Locate each line in the records containing "interior". Copy it.
###
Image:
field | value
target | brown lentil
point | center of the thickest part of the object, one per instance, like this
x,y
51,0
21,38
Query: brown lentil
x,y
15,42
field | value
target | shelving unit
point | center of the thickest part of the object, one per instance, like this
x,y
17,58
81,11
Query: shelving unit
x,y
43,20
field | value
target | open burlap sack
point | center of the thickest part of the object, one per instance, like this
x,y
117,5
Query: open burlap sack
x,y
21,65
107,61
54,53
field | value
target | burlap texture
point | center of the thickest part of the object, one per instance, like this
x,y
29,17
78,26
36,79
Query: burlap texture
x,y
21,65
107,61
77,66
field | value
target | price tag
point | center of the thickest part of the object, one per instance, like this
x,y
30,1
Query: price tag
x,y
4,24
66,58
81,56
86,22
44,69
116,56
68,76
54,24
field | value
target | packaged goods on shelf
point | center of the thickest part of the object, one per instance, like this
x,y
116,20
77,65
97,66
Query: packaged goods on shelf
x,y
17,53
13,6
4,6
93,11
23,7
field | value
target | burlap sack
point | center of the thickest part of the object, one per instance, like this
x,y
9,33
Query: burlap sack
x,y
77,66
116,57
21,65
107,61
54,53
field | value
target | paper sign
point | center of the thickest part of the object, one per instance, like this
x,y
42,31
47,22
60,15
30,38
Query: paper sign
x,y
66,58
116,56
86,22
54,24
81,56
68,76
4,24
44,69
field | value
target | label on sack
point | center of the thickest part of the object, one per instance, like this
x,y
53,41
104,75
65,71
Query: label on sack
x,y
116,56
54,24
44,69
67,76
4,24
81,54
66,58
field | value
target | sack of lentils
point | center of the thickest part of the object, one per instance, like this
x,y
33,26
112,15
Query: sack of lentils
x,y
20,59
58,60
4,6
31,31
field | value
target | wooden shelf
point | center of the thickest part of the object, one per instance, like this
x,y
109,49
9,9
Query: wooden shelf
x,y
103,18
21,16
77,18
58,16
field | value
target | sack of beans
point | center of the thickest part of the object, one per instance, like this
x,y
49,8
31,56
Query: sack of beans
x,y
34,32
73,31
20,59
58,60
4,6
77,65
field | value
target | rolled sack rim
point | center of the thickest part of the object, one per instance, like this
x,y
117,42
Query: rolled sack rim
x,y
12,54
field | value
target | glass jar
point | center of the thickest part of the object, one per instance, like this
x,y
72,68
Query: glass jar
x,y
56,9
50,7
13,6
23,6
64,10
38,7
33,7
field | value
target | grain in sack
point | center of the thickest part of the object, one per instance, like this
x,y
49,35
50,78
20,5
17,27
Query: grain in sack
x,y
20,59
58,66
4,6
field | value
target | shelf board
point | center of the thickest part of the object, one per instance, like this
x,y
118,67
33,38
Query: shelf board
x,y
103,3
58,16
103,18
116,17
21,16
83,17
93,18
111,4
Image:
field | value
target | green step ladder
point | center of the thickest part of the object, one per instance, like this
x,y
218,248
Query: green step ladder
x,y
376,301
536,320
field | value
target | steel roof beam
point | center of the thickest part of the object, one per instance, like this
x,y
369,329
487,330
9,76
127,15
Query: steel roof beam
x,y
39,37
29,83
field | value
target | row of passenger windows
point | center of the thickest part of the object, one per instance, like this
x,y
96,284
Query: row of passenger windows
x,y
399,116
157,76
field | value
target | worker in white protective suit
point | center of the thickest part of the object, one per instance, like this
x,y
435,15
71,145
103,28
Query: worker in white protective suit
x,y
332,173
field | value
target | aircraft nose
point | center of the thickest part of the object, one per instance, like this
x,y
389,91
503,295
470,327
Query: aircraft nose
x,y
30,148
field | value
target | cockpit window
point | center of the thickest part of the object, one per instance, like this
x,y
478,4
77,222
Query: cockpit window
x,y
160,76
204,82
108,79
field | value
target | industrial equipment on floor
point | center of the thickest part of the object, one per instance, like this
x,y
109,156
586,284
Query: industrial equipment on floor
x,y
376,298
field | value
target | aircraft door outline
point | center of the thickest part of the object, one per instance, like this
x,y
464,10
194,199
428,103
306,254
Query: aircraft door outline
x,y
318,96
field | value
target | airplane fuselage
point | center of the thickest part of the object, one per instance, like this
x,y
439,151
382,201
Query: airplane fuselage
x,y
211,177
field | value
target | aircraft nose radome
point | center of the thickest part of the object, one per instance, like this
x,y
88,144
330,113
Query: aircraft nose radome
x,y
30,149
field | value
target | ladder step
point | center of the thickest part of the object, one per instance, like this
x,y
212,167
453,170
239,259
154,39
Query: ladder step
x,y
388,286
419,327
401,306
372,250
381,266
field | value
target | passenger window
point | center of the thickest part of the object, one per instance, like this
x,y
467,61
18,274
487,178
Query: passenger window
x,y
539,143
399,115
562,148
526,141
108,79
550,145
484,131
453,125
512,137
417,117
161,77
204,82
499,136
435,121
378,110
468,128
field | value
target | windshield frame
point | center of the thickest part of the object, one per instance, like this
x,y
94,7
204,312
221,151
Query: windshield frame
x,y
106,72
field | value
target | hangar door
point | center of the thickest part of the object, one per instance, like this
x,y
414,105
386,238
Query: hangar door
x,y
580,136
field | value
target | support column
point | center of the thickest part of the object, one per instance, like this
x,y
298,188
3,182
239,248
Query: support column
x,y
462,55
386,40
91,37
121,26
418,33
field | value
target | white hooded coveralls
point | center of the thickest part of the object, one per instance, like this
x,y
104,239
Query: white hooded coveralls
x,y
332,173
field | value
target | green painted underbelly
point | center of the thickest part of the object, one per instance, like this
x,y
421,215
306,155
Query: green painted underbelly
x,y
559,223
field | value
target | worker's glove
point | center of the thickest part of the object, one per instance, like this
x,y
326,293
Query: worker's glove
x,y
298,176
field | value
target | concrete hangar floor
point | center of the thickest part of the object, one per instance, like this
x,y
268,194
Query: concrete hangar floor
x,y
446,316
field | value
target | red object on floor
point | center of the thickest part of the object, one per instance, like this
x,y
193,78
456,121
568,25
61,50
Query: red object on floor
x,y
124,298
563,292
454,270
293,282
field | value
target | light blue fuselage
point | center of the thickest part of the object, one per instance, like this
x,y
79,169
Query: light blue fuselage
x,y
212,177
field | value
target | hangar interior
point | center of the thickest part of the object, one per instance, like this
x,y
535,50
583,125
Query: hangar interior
###
Task output:
target | hangar interior
Query: hangar interior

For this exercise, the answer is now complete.